Natural language region descriptions
***

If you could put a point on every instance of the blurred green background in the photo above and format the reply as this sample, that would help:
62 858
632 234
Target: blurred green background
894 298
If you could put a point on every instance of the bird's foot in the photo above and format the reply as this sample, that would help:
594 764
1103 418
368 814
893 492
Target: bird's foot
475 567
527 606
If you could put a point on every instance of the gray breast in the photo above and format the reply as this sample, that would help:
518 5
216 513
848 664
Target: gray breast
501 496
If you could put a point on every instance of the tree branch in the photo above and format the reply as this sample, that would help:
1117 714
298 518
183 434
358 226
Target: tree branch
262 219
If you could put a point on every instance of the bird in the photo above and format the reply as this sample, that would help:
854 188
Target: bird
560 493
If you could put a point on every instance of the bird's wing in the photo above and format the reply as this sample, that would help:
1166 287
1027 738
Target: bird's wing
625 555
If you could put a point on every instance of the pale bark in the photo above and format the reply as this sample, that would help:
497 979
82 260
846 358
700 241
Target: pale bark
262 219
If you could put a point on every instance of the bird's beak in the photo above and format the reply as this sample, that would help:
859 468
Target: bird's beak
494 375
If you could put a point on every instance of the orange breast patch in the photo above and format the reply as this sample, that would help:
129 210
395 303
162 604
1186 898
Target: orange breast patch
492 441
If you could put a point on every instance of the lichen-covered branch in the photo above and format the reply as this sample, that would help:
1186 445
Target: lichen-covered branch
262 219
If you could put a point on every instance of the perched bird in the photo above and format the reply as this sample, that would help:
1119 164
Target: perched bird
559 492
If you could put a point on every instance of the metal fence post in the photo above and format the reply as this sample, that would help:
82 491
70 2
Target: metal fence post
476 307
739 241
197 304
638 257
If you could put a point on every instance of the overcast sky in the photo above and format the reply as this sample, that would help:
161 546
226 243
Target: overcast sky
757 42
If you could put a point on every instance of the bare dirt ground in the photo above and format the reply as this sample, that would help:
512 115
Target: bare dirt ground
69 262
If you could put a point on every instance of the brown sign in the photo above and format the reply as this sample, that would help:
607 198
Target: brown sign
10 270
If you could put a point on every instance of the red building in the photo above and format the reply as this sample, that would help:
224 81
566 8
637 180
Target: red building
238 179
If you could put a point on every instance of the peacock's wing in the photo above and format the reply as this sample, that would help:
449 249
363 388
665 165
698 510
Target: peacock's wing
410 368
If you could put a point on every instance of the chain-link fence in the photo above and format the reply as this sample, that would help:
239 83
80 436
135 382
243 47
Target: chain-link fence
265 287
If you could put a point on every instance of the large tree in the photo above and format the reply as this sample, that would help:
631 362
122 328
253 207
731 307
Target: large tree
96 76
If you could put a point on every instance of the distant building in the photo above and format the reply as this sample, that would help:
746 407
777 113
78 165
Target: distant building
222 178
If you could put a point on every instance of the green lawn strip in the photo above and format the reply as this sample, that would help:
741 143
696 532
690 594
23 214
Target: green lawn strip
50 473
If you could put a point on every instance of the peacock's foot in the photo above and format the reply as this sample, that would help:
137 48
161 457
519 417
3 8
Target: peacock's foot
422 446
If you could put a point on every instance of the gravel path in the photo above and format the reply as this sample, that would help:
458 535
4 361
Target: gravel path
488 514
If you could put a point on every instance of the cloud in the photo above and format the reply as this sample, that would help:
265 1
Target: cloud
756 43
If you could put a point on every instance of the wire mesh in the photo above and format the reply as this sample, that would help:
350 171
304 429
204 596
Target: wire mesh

***

** TASK GOAL **
In the entries above, which lines hold the word "wire"? Copy them out.

** REPLY **
If you could put a point on every instance of the wire mesh in the photo above and format the reply as this sample, that would help:
Target: wire mesh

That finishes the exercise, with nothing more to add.